Verilen istek 1 - Metne göre Açık Radyo'nun bu yayın döneminde kaç programcısı var?

Ali Bilge, Ekonomi-Politik'te Türkiye'nin Paris İklim Anlaşmasını onayladıktan sonra tekrar gelişmiş ülkelere dahil olma talebine, ABD'de iklim krizinin finansal etkileri üzerine yayınlanan rapora ve G20'de vergi oranları hakkında alınan karara değindi.
(1 Kasım 2021 tarihinde Açık Radyo’da Ekonomi Politik programında yayınlanmıştır.)
Ömer Madra: Günaydın Ali bey, merhabalar!
Ali Bilge: Merhaba Ömer bey, merhaba Özdeş, merhaba Feryal!
Özdeş Özbay: Günaydın!
AB: İyi haftalar, iyi yayınlar ve yeni yayın dönemimiz de kutlu olsun!
ÖM: Çok teşekkür ederiz, evet 54.yayın dönemine girdik ve size sözü bırakmadan bir şey söyleyeyim, bu yayın döneminde 1319 programcımız gözüküyor, bu bizim için bir rekor. Herhalde dünyada da hatırı sayılır bir rekor olabilir. %99’u da gönüllülerden oluşuyor programcılarımızın. 1200’ün üzerinde de program var. Bir de iklimle ilgili üç yeni programımız oldu. Geçen dönemin sonunda başlamışlardı “İklim habercileri” diye cuma sabahları, “Yeşil Havadis” cumartesi sabahları ve “Haftanın Haber Hasatı” da pazar sabahları. Bu iklim meselesine ağırlık vermeye çalışıyoruz elden geldiği ölçüde. Çünkü çok kritik bir dönem oldu, döneme girdik yani apaçık ortada. Son olarak da şunu söyleyeyim, yeni programcılarımız arasında 10 yaşında dört çocuk da yer alıyor. Bu da kendi başına ayrı bir keyif bizim için doğrusu.

Verilen liste -

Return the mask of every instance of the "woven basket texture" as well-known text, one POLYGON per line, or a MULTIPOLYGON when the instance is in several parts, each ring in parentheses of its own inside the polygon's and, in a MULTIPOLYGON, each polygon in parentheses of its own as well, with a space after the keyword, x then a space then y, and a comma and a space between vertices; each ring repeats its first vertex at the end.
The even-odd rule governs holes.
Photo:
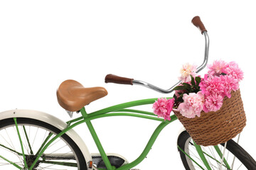
POLYGON ((197 144, 217 145, 225 143, 242 132, 246 117, 240 89, 225 97, 221 108, 216 112, 201 112, 200 117, 187 118, 178 111, 174 114, 197 144))

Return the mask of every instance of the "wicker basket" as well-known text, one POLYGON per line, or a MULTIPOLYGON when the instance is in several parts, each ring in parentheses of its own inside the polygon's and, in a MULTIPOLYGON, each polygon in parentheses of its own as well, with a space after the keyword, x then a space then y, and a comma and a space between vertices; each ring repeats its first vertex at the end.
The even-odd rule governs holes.
POLYGON ((200 117, 187 118, 177 110, 174 114, 197 144, 216 145, 224 143, 242 132, 246 117, 240 91, 232 91, 231 98, 224 98, 221 108, 216 112, 201 112, 200 117))

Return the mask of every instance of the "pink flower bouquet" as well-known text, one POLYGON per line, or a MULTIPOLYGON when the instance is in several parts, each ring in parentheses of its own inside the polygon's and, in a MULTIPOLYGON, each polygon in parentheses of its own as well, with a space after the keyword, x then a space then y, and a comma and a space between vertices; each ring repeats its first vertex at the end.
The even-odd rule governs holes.
POLYGON ((202 111, 219 110, 224 98, 230 98, 231 92, 239 89, 243 72, 234 62, 215 61, 208 68, 208 74, 201 78, 196 66, 184 64, 178 77, 181 84, 174 89, 174 98, 159 98, 153 105, 154 114, 170 120, 173 109, 188 118, 200 117, 202 111))

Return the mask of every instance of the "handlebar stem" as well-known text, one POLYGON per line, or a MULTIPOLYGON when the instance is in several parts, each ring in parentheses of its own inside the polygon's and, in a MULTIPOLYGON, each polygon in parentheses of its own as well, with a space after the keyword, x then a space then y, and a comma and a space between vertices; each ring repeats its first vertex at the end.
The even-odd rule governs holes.
MULTIPOLYGON (((196 72, 197 73, 198 73, 200 71, 201 71, 203 68, 206 67, 207 62, 208 62, 208 60, 209 44, 210 44, 209 36, 208 35, 207 31, 203 31, 203 35, 204 35, 205 40, 206 40, 204 60, 203 60, 203 64, 197 68, 197 69, 198 69, 198 71, 196 72)), ((158 92, 161 92, 163 94, 169 94, 174 91, 174 89, 176 86, 178 86, 179 84, 181 83, 181 81, 178 81, 178 83, 176 83, 176 84, 174 84, 173 86, 171 86, 170 89, 169 89, 167 90, 164 90, 163 89, 161 89, 161 88, 154 86, 151 84, 149 84, 145 81, 140 81, 140 80, 133 80, 132 83, 133 83, 133 84, 141 85, 141 86, 149 88, 152 90, 156 91, 158 92)))

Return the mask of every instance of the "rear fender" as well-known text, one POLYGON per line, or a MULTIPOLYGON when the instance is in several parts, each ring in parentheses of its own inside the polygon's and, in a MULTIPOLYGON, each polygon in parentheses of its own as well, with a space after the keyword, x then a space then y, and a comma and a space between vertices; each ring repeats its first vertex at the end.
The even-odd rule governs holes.
MULTIPOLYGON (((11 118, 27 118, 36 119, 55 126, 60 130, 66 128, 68 125, 67 123, 56 117, 41 111, 16 109, 0 113, 0 120, 11 118)), ((71 129, 68 131, 66 134, 78 144, 85 159, 86 162, 92 161, 92 157, 86 144, 78 133, 73 129, 71 129)))

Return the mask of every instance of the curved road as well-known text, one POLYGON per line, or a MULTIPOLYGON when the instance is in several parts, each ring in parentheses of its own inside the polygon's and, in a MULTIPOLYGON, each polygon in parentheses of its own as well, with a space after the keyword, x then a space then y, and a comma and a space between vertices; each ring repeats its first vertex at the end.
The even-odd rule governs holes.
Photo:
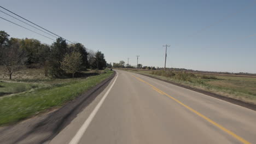
POLYGON ((256 143, 256 112, 116 70, 50 143, 256 143))

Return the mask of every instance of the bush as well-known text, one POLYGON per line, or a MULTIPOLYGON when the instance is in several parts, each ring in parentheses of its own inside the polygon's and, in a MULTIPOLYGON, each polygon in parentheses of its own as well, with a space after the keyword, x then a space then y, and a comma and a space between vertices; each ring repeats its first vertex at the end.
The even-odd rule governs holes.
POLYGON ((165 77, 171 77, 175 76, 175 74, 172 73, 171 71, 162 71, 163 76, 165 77))
POLYGON ((196 78, 196 76, 193 74, 183 72, 178 73, 174 77, 181 81, 192 82, 191 78, 196 78))
POLYGON ((25 92, 26 91, 26 86, 25 85, 19 85, 14 87, 14 91, 18 93, 25 92))
POLYGON ((212 80, 218 80, 218 78, 217 78, 215 76, 208 76, 208 75, 203 75, 201 76, 201 79, 212 79, 212 80))

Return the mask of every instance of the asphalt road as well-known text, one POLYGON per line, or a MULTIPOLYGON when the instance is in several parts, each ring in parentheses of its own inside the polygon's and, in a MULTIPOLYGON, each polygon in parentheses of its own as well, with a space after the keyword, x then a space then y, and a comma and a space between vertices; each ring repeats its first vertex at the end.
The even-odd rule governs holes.
POLYGON ((256 111, 117 71, 50 143, 256 143, 256 111))

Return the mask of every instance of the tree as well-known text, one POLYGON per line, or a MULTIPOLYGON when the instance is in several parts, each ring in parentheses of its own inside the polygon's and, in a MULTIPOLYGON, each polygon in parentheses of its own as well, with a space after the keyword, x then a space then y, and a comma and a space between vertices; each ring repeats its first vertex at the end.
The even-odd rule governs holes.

Verilen istek 2 - Listenin ilk satırından başlayıp içinde "POLYGON ((202 111, 219" geçen satıra kadar, o satır da dahil, bütün satırları hiç değiştirmeden tekrar yaz. Resimleri cevaba koyma.

Yazılı cevap 1 - Bu yayın döneminde 1319 programcı var.

Yazılı cevap 2 -
Return the mask of every instance of the "woven basket texture" as well-known text, one POLYGON per line, or a MULTIPOLYGON when the instance is in several parts, each ring in parentheses of its own inside the polygon's and, in a MULTIPOLYGON, each polygon in parentheses of its own as well, with a space after the keyword, x then a space then y, and a comma and a space between vertices; each ring repeats its first vertex at the end.
The even-odd rule governs holes.
Photo:
POLYGON ((197 144, 217 145, 225 143, 242 132, 246 117, 240 89, 225 97, 221 108, 216 112, 201 112, 200 117, 187 118, 178 111, 174 114, 197 144))

Return the mask of every instance of the "wicker basket" as well-known text, one POLYGON per line, or a MULTIPOLYGON when the instance is in several parts, each ring in parentheses of its own inside the polygon's and, in a MULTIPOLYGON, each polygon in parentheses of its own as well, with a space after the keyword, x then a space then y, and a comma and a space between vertices; each ring repeats its first vertex at the end.
The even-odd rule governs holes.
POLYGON ((200 117, 187 118, 177 110, 174 114, 197 144, 216 145, 224 143, 242 132, 246 117, 240 91, 232 91, 231 98, 224 98, 221 108, 216 112, 201 112, 200 117))

Return the mask of every instance of the "pink flower bouquet" as well-known text, one POLYGON per line, or a MULTIPOLYGON when the instance is in several parts, each ring in parentheses of its own inside the polygon's and, in a MULTIPOLYGON, each polygon in parentheses of its own as well, with a space after the keyword, x then a space then y, and a comma and a space between vertices; each ring repeats its first vertex at the end.
The even-odd rule governs holes.
POLYGON ((202 111, 219 110, 224 98, 230 98, 231 92, 239 89, 243 72, 234 62, 215 61, 208 68, 208 74, 201 78, 196 66, 184 64, 178 77, 181 84, 174 89, 174 98, 159 98, 153 105, 154 114, 170 120, 173 109, 188 118, 200 117, 202 111))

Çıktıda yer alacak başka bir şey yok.